# What is being asked
When a line in the records contains the string "hillside", copy that line.

Natural-language object grounding data

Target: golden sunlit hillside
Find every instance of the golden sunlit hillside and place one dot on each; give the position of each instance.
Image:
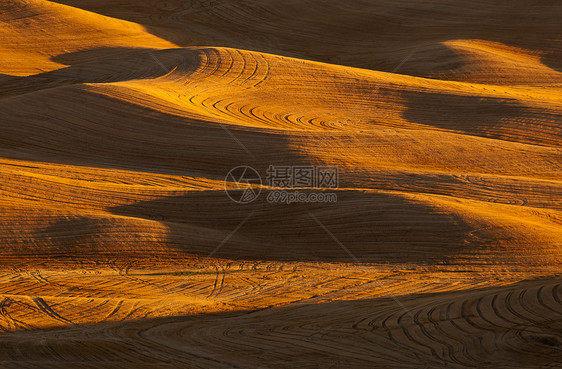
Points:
(280, 184)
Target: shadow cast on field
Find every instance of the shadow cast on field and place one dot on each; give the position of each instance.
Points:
(359, 333)
(360, 35)
(374, 227)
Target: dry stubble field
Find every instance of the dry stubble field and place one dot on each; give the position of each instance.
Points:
(121, 119)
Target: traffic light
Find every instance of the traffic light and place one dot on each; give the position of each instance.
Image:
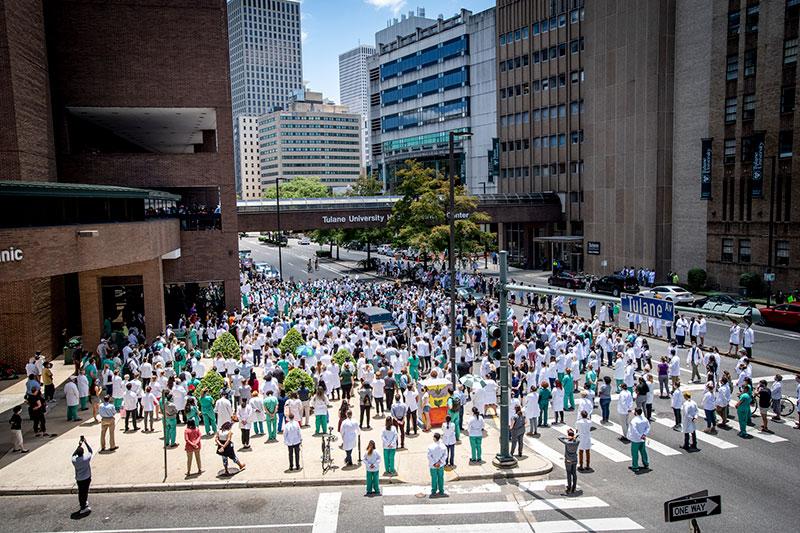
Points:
(495, 342)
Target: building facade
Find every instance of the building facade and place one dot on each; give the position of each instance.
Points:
(751, 137)
(311, 137)
(354, 90)
(266, 61)
(426, 84)
(247, 158)
(118, 188)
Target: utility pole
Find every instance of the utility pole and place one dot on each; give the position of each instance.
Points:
(504, 459)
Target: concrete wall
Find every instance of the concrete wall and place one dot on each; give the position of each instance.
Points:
(628, 124)
(690, 126)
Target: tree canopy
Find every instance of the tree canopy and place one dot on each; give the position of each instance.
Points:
(300, 187)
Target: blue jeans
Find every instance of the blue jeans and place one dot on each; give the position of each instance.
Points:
(605, 403)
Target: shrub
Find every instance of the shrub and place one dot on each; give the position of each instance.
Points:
(295, 378)
(226, 345)
(343, 355)
(213, 383)
(291, 341)
(752, 282)
(697, 278)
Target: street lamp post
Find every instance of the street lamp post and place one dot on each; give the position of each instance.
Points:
(451, 260)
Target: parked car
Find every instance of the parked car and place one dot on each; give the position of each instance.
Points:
(614, 285)
(672, 293)
(377, 318)
(723, 298)
(782, 316)
(565, 278)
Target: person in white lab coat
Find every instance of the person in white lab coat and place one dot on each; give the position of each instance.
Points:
(584, 429)
(689, 414)
(349, 431)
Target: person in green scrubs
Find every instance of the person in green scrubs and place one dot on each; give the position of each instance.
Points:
(743, 411)
(209, 416)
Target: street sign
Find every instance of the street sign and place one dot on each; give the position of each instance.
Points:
(645, 306)
(688, 509)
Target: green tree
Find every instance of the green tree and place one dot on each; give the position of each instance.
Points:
(226, 345)
(365, 185)
(419, 218)
(300, 187)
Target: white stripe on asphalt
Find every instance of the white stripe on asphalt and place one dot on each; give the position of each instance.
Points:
(656, 446)
(326, 518)
(710, 439)
(551, 526)
(411, 490)
(417, 509)
(599, 447)
(533, 486)
(503, 527)
(591, 524)
(545, 451)
(188, 528)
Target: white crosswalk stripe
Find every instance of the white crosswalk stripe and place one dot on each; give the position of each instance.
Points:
(703, 437)
(654, 445)
(600, 448)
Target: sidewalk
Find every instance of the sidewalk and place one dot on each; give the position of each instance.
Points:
(138, 464)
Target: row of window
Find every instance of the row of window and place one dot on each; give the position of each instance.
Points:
(425, 86)
(745, 251)
(543, 26)
(423, 58)
(426, 115)
(785, 142)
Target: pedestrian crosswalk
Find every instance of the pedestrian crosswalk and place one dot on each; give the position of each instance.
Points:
(513, 508)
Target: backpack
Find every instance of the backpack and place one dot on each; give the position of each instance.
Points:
(456, 403)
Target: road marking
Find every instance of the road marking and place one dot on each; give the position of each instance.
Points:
(326, 518)
(189, 528)
(411, 490)
(551, 526)
(533, 486)
(710, 439)
(417, 509)
(545, 451)
(656, 446)
(599, 447)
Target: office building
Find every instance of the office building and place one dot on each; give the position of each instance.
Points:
(310, 137)
(266, 65)
(741, 170)
(116, 187)
(354, 90)
(425, 84)
(247, 160)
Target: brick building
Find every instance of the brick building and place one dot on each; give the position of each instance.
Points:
(116, 118)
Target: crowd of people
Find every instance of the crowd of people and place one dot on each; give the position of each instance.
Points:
(561, 362)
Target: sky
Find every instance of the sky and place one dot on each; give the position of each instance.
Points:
(331, 27)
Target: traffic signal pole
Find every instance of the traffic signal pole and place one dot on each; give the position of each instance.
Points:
(504, 459)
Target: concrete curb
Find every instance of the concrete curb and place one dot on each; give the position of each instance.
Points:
(232, 484)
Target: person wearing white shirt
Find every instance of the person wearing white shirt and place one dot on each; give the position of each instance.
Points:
(637, 435)
(688, 416)
(292, 438)
(449, 440)
(389, 438)
(349, 432)
(584, 429)
(624, 408)
(475, 432)
(437, 457)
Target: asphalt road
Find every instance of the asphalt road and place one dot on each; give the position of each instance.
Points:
(771, 344)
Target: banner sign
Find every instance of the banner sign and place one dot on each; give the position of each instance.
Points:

# Written response
Target: golden sunlit hillside
Find every instance of the golden sunlit hillside and place one dot on each; give the position of each instance.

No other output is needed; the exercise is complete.